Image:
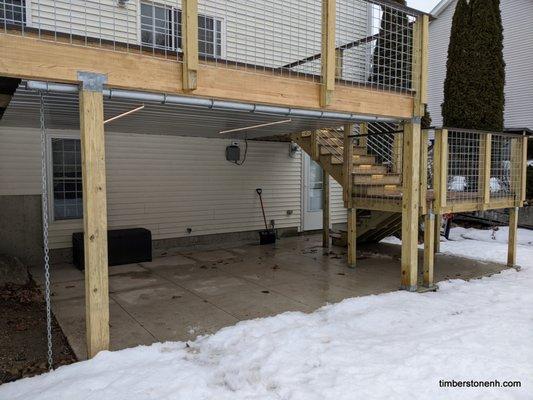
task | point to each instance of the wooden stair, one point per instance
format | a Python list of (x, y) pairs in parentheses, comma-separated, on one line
[(371, 180)]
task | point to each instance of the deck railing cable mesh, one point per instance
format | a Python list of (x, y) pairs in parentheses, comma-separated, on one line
[(373, 37)]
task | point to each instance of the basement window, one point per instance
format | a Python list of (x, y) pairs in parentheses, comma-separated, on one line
[(12, 12), (67, 181), (161, 29)]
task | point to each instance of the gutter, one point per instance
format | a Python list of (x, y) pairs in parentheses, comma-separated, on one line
[(210, 104)]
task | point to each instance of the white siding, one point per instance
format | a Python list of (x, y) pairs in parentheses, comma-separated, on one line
[(518, 53), (168, 184)]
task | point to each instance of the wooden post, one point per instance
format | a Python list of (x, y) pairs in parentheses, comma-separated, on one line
[(397, 150), (438, 223), (325, 211), (348, 166), (485, 165), (410, 204), (424, 137), (315, 146), (351, 237), (190, 44), (363, 130), (523, 171), (94, 212), (328, 52), (440, 169), (429, 248), (339, 63), (513, 227), (420, 63)]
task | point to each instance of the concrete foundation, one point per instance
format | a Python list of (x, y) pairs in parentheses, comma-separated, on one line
[(198, 290)]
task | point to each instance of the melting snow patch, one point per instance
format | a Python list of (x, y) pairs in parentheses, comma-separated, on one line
[(392, 346)]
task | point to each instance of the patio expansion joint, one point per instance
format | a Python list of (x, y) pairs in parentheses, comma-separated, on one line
[(192, 292), (132, 317)]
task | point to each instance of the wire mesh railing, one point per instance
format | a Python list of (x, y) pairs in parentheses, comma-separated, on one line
[(480, 168), (373, 38)]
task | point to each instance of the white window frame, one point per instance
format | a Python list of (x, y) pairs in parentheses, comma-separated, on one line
[(50, 174), (174, 34)]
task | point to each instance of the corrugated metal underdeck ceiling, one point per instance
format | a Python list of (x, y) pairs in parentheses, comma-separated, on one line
[(61, 112)]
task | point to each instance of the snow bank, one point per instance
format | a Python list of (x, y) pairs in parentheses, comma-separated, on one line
[(392, 346)]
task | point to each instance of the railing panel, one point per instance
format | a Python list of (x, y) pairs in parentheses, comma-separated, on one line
::::::::::
▸ OBJECTIVE
Rewrite all of the entries above with "one point per instance" changed to "a single point for each instance" wherever it occurs, and keep everything else the same. Omit the pictures from your answer.

▸ OUTPUT BELOW
Image:
task | point to each instance of the wooden stair, a single point for each instance
format | a Python list of (x, y) pairs in parentheses, comma-separated, on one line
[(371, 180)]
task | point to each instance of the deck railing cable mesh, a single point for each instance
format | a Python list of (x, y) pairs in parentheses, comma-separated, on one line
[(373, 37)]
task | point to each instance of the basement window, a single point for each instance
format | a Python list of (x, y) pairs in parentheses, comma-separated, on one line
[(12, 12), (67, 181), (161, 29)]
task | point to each instance of the gutter, a single point for each instance
format | a Python list of (x, y) pairs in parentheses, comma-separated, on one line
[(210, 104)]
task | point to each instance of the white siding, a single point for each instance
format | a Python list of (x, y) pairs in parentheses, comma-separated, on one line
[(518, 53), (168, 184)]
task | point to each instance of the wooden post, a single point for each instance
format | a Python list of (x, y) pairs in parentheses, comma-separated, on one line
[(397, 150), (438, 223), (325, 211), (348, 166), (485, 165), (410, 204), (424, 137), (315, 146), (351, 237), (190, 44), (363, 130), (523, 171), (94, 212), (328, 52), (440, 169), (429, 248), (339, 63), (513, 227), (420, 63)]
task | point to each instance of the concrete foundation, a single point for each instance
format | a Python list of (x, y) pairs in parentheses, comma-separated, on one line
[(198, 290)]
task | point to each instance of the melting snow patch, a single point for each instance
format | a Python list of (x, y) pairs in parentheses, comma-separated, on one line
[(392, 346)]
task | point to each instance of the patio expansion joint, a single point for each instance
format | a Python list of (x, y) pairs in parentheses, comma-separated, on one line
[(192, 292), (132, 317)]
task | point to each instance of the wire mesh railing, a single point for each instance
format | a Python list of (x, y) pairs in parentheses, comma-separated, on one line
[(480, 168), (373, 38)]
task | point to each instance of the white window frame, a single point for each instance
format | a Python list of (x, y) pairs in parentheses, comma-separated, on one line
[(50, 174), (174, 34)]
task | point to each instance of the corrugated metal underdeck ceiling, a single point for each instance
format | a Python list of (x, y) pairs in parentheses, comma-separated, on one line
[(61, 112)]
task | point to each instance of the snow bank, a single point for each instance
format | a Python list of (x, y) pairs in parentheses, comma-separated, on one line
[(392, 346)]
task | point to each instance of the railing panel, a single point for each instance
format | a Python list of (x, y) pairs in parentheses, comma-separated, on one line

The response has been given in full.